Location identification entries
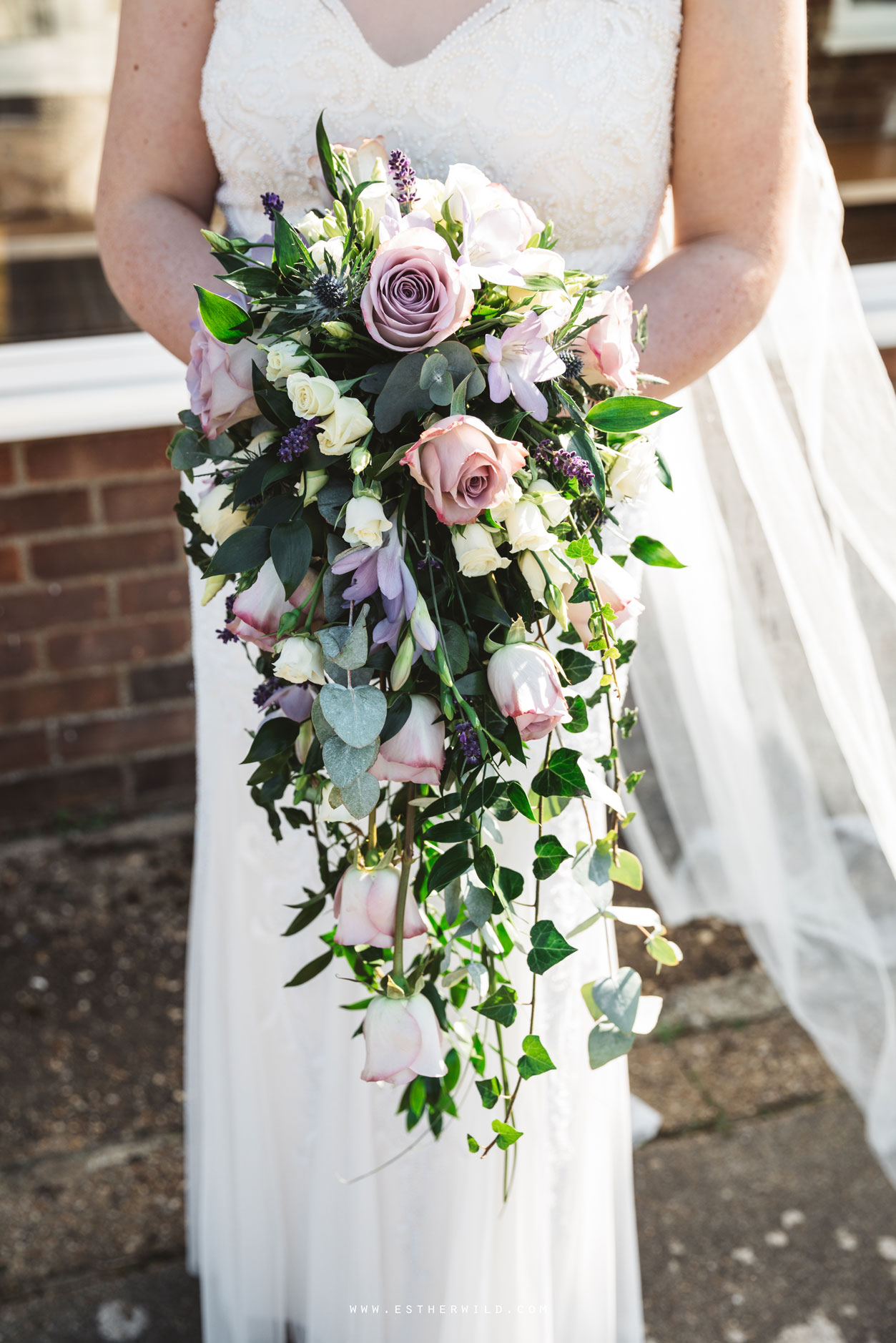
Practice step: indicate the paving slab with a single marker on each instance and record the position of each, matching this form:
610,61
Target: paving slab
782,1231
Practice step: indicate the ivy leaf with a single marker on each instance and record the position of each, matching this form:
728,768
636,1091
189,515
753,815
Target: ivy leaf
535,1058
562,778
548,856
651,551
548,947
500,1006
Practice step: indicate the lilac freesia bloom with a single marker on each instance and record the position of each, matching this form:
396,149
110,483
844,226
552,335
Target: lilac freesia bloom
518,360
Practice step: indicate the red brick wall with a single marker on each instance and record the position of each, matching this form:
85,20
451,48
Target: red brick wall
96,694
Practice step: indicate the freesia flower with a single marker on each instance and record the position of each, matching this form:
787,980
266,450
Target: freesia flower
524,682
257,611
518,360
221,520
464,466
300,660
417,293
365,521
476,551
220,380
608,351
365,907
417,752
403,1041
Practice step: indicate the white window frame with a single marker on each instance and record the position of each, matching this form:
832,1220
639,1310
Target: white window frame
860,26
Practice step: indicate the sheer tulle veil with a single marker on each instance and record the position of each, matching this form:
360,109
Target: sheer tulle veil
769,722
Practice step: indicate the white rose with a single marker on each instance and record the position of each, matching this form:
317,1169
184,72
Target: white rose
217,518
312,395
284,359
365,523
300,660
503,506
633,471
476,551
533,574
526,528
342,430
550,500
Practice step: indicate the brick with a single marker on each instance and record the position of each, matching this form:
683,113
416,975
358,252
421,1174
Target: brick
78,792
119,644
23,751
44,511
104,554
163,593
55,699
172,682
122,737
175,774
44,607
92,456
7,465
10,564
16,657
133,503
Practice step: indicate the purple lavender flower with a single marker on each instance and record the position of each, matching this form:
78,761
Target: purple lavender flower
403,177
272,205
298,440
468,742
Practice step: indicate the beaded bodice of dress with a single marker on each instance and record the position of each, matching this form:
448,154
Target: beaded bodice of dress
567,102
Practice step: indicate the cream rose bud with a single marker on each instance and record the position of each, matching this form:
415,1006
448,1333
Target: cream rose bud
342,430
526,684
365,905
365,523
284,359
220,518
312,395
476,551
553,504
300,660
526,528
403,1041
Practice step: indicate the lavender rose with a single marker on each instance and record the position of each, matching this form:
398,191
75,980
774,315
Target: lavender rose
220,380
417,293
464,466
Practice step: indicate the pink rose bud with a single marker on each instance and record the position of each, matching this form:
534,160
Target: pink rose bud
403,1041
417,295
526,685
464,466
365,908
257,611
609,353
417,752
220,380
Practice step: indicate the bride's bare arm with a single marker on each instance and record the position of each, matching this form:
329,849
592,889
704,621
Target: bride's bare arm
739,104
159,177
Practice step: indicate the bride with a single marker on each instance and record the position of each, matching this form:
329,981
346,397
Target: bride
302,1222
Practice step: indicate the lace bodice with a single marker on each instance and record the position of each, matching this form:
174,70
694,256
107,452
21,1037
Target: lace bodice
567,102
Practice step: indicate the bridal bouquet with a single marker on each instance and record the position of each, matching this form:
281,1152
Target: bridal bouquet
411,428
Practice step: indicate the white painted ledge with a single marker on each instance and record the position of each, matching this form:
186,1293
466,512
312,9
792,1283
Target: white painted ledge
99,385
90,385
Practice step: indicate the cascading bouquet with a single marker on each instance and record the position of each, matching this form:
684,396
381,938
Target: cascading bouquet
413,430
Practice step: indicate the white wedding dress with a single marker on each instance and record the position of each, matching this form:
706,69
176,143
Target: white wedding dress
570,107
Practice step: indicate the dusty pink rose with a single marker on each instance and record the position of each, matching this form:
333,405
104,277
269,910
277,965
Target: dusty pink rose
464,466
609,353
365,907
220,380
417,295
257,611
403,1040
417,752
526,685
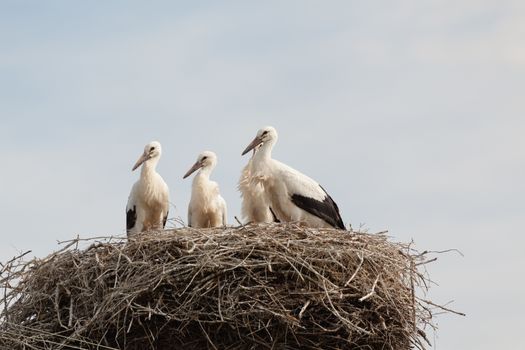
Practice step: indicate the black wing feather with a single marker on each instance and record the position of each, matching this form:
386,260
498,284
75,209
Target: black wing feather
131,218
165,219
326,210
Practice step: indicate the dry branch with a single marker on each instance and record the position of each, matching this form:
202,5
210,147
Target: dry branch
255,286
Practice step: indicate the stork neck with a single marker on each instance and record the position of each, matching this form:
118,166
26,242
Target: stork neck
149,167
265,151
205,172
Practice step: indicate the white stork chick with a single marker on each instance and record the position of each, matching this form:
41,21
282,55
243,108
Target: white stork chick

Directive:
Can you put every line of the entries above into a single numbered list, skipping any blank lines and leaving the pictures out?

The completed task:
1. Practice step: indicate the paving slab with a single marker on each instance and record the position of each, matching this form:
2. 610,61
3. Target: paving slab
4. 782,1231
5. Practice step: indicate the ivy leaf with a single marker on each instance and record the position of each, matching this form:
6. 728,768
7. 636,1091
8. 189,515
9. 753,815
10. Target: ivy leaf
11. 535,1058
12. 562,778
13. 548,856
14. 651,551
15. 548,947
16. 500,1006
17. Practice step: indicate the lilac freesia bloom with a single marker on each instance and record the position of each, matching this form:
18. 396,149
19. 110,483
20. 844,226
21. 552,335
22. Target: lilac freesia bloom
23. 518,360
24. Practice step: indicate the red brick wall with a single marker on each instance and record the position of each, matching this form:
25. 85,20
26. 451,48
27. Target: red brick wall
28. 96,694
29. Practice step: indicate the freesia flower with a single marker on each instance and record the position of each, matching this form:
30. 787,980
31. 266,450
32. Target: freesia flower
33. 524,682
34. 257,611
35. 518,360
36. 221,520
37. 464,466
38. 300,660
39. 417,293
40. 365,521
41. 476,551
42. 220,380
43. 608,351
44. 365,907
45. 417,752
46. 403,1041
47. Practice step: indicate the white window frame with a single marker on each instance and record the position of each, matching this form:
48. 832,1220
49. 639,1310
50. Target: white window frame
51. 860,26
52. Practice step: indicate the sheer tulle veil with a single marker on each instance and record the position of each, matching this form:
53. 360,109
54. Target: sheer tulle veil
55. 769,722
56. Practice step: indicate the white rose with a single marker on each instance and record the position of each, matching this form:
57. 317,1169
58. 184,72
59. Target: white rose
60. 217,518
61. 312,395
62. 284,359
63. 365,523
64. 300,660
65. 503,506
66. 633,471
67. 476,551
68. 533,574
69. 526,528
70. 342,430
71. 550,500
72. Practice step: indicate the brick with a single marker on each instance and record the position of each, matching this form:
73. 683,113
74. 416,975
75. 358,252
76. 421,1174
77. Target: brick
78. 78,792
79. 119,644
80. 23,751
81. 44,511
82. 104,554
83. 163,593
84. 55,699
85. 172,682
86. 122,737
87. 175,774
88. 44,607
89. 92,456
90. 7,465
91. 10,564
92. 16,657
93. 133,503
94. Practice step: indicate the purple lavender flower with a single marker on each instance and record the position of each, matching this form:
95. 78,761
96. Target: purple lavender flower
97. 403,177
98. 272,205
99. 298,440
100. 468,742
101. Practice step: indicate the beaded bodice of dress with a single marker on each instance and record the position of each, matching this form:
102. 448,154
103. Target: beaded bodice of dress
104. 567,102
105. Practice step: indicate the cream rose bud with a single marker on each instance and record the position of each, matching this form:
106. 415,1006
107. 448,1333
108. Target: cream rose bud
109. 342,430
110. 526,684
111. 365,905
112. 365,523
113. 284,359
114. 220,518
115. 312,395
116. 476,551
117. 553,504
118. 300,660
119. 526,528
120. 403,1041
121. Practice step: indicate the lavender rose with a single marker on each instance and record the position of each, matching this form:
122. 398,191
123. 75,980
124. 774,315
125. Target: lavender rose
126. 220,380
127. 417,293
128. 464,466
129. Practice step: indicate the pink rose bud with a single marker on each instance and record the position of each, matching this form:
130. 534,160
131. Target: pink rose bud
132. 403,1041
133. 417,295
134. 526,685
135. 464,466
136. 365,908
137. 257,611
138. 609,353
139. 417,752
140. 220,380
141. Practice step: indicate the bride's bare arm with a single marker on each instance and record the position of each, matching this form:
142. 329,849
143. 592,889
144. 704,621
145. Target: bride's bare arm
146. 739,104
147. 159,177
148. Practice step: indicate the bride with a single marker on each instance and record the position of each, matching this form:
149. 329,981
150. 346,397
151. Target: bride
152. 302,1222
153. Practice step: indicate the lace bodice with a single marker on each instance and record the position of each, matching this form:
154. 174,70
155. 694,256
156. 107,452
157. 21,1037
158. Target: lace bodice
159. 567,102
160. Practice step: indicate the bridal bouquet with a single marker on each instance and record the position of each, matching this form:
161. 281,1152
162. Target: bridal bouquet
163. 411,428
164. Practice step: indicate the white painted ledge with a single marker on each instance and record the position of each, matching this form:
165. 186,1293
166. 466,512
167. 312,9
168. 792,1283
169. Target: white painted ledge
170. 99,385
171. 90,385
172. Practice step: indicate the cascading bouquet with a single marker on each instance and record the position of each, matching this form:
173. 684,396
174. 381,938
175. Target: cascading bouquet
176. 413,430
177. Practice step: indicate the white wedding dress with a single marker on each instance and record the position of each, matching this form:
178. 706,69
179. 176,143
180. Target: white wedding dress
181. 570,107
182. Practice step: indicate the dusty pink rose with a single marker on each instance and record the position of each, matching this form:
183. 333,405
184. 104,277
185. 269,910
186. 277,965
187. Target: dusty pink rose
188. 464,466
189. 609,353
190. 365,907
191. 220,380
192. 417,295
193. 257,611
194. 403,1040
195. 417,752
196. 526,685
197. Practice step: indicate the black wing feather with a single marker on each instance and record the position of each, matching this form:
198. 386,260
199. 498,284
200. 75,209
201. Target: black wing feather
202. 131,218
203. 165,219
204. 326,210
205. Practice step: indicate the dry branch with a single marker on each instance and record the position of each, matching this form:
206. 202,5
207. 210,147
208. Target: dry branch
209. 255,286
210. Practice step: indicate the stork neck with a single marker on each instance and record the position of each, matching this form:
211. 118,166
212. 26,242
213. Target: stork neck
214. 149,167
215. 265,151
216. 205,172
217. Practice step: indicate the white stork chick with a single marker on each instance and record the position of each, matching this form:
218. 41,21
219. 282,55
220. 243,108
221. Target: white stork chick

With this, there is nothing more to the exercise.